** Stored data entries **
"""

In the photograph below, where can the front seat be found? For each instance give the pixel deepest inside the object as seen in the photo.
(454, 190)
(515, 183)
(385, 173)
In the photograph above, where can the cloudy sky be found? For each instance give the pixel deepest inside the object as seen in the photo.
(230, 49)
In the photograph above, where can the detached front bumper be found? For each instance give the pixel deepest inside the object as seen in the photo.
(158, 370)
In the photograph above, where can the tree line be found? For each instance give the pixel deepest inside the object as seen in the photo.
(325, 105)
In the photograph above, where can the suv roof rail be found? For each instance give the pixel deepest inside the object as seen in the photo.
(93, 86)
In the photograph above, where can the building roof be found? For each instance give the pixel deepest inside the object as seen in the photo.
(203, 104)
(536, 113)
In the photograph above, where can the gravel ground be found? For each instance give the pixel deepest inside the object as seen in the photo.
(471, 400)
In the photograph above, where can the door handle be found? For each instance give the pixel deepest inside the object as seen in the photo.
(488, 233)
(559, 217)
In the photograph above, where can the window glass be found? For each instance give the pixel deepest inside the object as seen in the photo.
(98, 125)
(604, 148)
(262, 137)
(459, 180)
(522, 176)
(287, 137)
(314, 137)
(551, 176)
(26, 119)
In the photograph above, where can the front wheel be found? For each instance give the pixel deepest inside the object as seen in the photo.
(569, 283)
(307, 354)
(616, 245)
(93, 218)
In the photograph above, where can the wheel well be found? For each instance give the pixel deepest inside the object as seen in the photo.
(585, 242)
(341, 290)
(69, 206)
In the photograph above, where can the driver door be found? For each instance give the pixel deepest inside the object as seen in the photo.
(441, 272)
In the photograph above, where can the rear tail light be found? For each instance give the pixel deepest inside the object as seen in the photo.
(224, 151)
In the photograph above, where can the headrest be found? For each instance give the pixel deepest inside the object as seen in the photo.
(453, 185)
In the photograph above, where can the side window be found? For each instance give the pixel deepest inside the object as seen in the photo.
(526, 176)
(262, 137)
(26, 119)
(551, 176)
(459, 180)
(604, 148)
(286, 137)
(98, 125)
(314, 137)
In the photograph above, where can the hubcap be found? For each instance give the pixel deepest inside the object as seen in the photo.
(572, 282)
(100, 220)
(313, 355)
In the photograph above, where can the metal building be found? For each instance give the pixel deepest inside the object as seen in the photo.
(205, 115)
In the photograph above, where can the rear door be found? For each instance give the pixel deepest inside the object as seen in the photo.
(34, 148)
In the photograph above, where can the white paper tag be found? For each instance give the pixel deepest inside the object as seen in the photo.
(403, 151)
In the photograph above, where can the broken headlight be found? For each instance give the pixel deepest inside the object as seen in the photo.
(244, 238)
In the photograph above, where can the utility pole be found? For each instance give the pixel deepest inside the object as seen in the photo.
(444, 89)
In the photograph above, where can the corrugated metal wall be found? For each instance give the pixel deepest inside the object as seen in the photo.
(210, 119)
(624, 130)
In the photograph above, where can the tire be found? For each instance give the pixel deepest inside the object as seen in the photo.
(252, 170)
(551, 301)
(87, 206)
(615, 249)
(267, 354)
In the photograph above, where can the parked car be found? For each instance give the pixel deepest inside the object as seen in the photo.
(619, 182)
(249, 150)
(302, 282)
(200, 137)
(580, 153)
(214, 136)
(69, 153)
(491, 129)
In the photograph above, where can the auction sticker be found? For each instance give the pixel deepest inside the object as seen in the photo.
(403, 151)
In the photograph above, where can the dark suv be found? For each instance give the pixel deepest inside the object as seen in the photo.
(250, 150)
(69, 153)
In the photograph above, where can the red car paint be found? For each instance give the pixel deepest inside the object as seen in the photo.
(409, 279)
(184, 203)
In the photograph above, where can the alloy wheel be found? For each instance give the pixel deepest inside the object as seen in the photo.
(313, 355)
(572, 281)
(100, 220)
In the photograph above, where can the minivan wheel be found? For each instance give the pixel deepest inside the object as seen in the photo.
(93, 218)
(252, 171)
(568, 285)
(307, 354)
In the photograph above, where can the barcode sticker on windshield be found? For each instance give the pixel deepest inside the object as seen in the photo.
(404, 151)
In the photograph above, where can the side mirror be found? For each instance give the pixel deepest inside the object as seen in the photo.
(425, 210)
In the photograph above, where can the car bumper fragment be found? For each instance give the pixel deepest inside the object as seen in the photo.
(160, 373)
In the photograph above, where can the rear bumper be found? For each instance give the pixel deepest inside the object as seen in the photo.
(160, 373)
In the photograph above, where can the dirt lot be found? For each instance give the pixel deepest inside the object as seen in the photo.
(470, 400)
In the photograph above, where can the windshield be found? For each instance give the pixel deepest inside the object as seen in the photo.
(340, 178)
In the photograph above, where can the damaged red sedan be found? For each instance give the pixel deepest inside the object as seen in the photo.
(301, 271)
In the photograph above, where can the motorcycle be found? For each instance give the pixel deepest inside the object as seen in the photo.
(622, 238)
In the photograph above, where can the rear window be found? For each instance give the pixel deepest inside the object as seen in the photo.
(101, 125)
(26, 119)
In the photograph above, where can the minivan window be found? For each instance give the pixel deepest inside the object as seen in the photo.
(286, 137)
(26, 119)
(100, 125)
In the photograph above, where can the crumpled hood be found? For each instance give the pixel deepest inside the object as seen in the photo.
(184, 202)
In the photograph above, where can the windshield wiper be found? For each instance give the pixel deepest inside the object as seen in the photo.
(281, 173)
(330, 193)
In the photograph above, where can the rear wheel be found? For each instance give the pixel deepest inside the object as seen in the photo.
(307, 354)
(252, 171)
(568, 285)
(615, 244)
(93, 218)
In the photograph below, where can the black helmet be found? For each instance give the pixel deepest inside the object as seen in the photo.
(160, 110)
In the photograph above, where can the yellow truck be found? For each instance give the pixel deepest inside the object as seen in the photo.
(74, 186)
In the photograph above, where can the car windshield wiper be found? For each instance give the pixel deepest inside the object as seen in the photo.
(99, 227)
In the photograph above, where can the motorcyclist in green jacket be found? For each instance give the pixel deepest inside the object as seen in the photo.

"""

The answer is a portion of the data. Write out exactly the line with "In the photograph above, where can the car windshield" and all lines after it.

** SOLUTION **
In the photograph above, where can the car windshield wiper be found? For each instance give the pixel deepest inside the object as seen in the photo.
(99, 227)
In the photograph above, where can the motorcyclist in green jacket be found? For each instance give the pixel deepest inside the object as seen in the photo.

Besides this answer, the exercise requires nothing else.